The characteristic function of $X(t)$ is calculated as follows: for real $s$ we have \begin{eqnarray*} \psi(s)&=&\mathbb{E}\left(e^{is X(t)}\right)\cr &=&\sum_{j=0}^\infty \mathbb{E}\left(e^{is X(t)} \ | \ N(t)=j\right) \mathbb{P}(N(t)=j)\cr &=&\sum_{j=0}^\infty \mathbb{E}\left(e^{is (Y(1)+\cdots +Y(j))} \ | \ N(t)=j\right) \mathbb{P}(N(t)=j)\cr &=&\sum_{j=0}^\infty \mathbb{E}\left(e^{is (Y(1)+\cdots +Y(j))}\right) \mathbb{P}(N(t)=j)\cr &=&\sum_{j=0}^\infty \phi_Y(s)^j {(\lambda t)^j\over j!} e^{-\lambda t}\cr &=& \exp(\lambda t [\phi_Y(s)-1]) \end{eqnarray*} where $\phi_Y$ is the characteristic function of $Y$.

From this we easily calculate $\mu(t):=\mathbb{E}(X(t))=\lambda t \mu$ and $\sigma(t):=\sigma(X(t))= \sqrt{\lambda t} \tau$.

Take the expansion $\phi_Y(s)=1+is\mu -s^2\tau^2 /2+o(s^2)$ and substitute it into the characteristic function of the normalized random variable ${(X(t)-\mu(t)) /\sigma(t)}$ to obtain

\begin{eqnarray*} \psi^*(s) &=& \exp(-is(\mu(t)/\sigma(t))) \exp(\lambda t [\phi_Y(s/\sigma(t))-1]) \ &=& \exp(-s^2/2 +o(1)) \end{eqnarray*} where $o(1)$ goes to zero as $t\to\infty$. This gives the central limit theorem ${X(t)-\mu(t)\over\sigma(t)}\Rightarrow N(0,1).$

We may replace $\sigma(t)$, for example, with $\tau \sqrt{N(t)}$ to get ${X(t)-\mu(t)\over\tau \sqrt{N(t)}}= {X(t)-\mu(t)\over\sigma(t)} \sqrt{\lambda t \over N(t)} \Rightarrow N(0,1),$ by Slutsky's theorem, since $\sqrt{\lambda t \over N(t)}\to 1$ in probability by the law of large numbers.

**Data shown**

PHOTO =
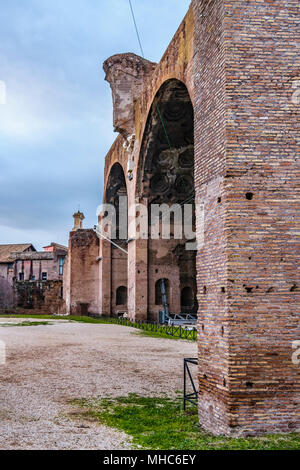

**Tasks to carry out**
1) Reproduce the central limit theorem derivation word for word, from "Take the expansion" up to and including "of large numbers.".
2) Pick up the central limit theorem derivation after its last sentence and write what comes next.
The data stands apart from the central limit theorem derivation.

**Outputs by task**
1)
Take the expansion $\phi_Y(s)=1+is\mu -s^2\tau^2 /2+o(s^2)$ and substitute it into the characteristic function of the normalized random variable ${(X(t)-\mu(t)) /\sigma(t)}$ to obtain

\begin{eqnarray*} \psi^*(s) &=& \exp(-is(\mu(t)/\sigma(t))) \exp(\lambda t [\phi_Y(s/\sigma(t))-1]) \ &=& \exp(-s^2/2 +o(1)) \end{eqnarray*} where $o(1)$ goes to zero as $t\to\infty$. This gives the central limit theorem ${X(t)-\mu(t)\over\sigma(t)}\Rightarrow N(0,1).$

We may replace $\sigma(t)$, for example, with $\tau \sqrt{N(t)}$ to get ${X(t)-\mu(t)\over\tau \sqrt{N(t)}}= {X(t)-\mu(t)\over\sigma(t)} \sqrt{\lambda t \over N(t)} \Rightarrow N(0,1),$ by Slutsky's theorem, since $\sqrt{\lambda t \over N(t)}\to 1$ in probability by the law of large numbers.

2)
Added: Let $\sigma=\sqrt{\mathbb{E}(Y^2)-\mathbb{E}(Y)^2}$ be the standard deviation of $Y$, and define the sequence of standardized random variables $T(n)={\sum_{j=1}^n Y(j) -n\mu\over\sigma\sqrt{n}},$ so that ${X(t)-\mu N(t)\over \sigma \sqrt{N(t)}}=T(N(t)).$

Let $f$ be a bounded, continuous function on $\mathbb{R}$. By the usual central limit theorem we have $\mathbb{E}(f(T(n)))\to \mathbb{E}(f(Z))$ where $Z$ is a standard normal random variable.

We have for any $N>1$, $\begin{eqnarray*} |\mathbb{E}(f(T(N(t)))) - \mathbb{E}(f(Z))| &=& \sum_{n=0}^\infty |\mathbb{E}(f(T(n)) - \mathbb{E}(f(Z))|\ \mathbb{P}(N(t)=n) \cr &\leq& 2\|f\|_\infty \mathbb{P}(N(t)\leq N) +\sup_{n>N} |\mathbb{E}(f(T(n)))- \mathbb{E}(f(Z)) |. \end{eqnarray*} $ First choosing $N$ large to make the right hand side small, then letting $t\to\infty$ so that $\mathbb{P}(N(t)\leq N)\to 0$, shows that $ \mathbb{E}(f(T(N(t)))) \to \mathbb{E}(f(Z)). $ This shows that $T(N(t))$ converges in distribution to a standard normal as $t\to\infty$.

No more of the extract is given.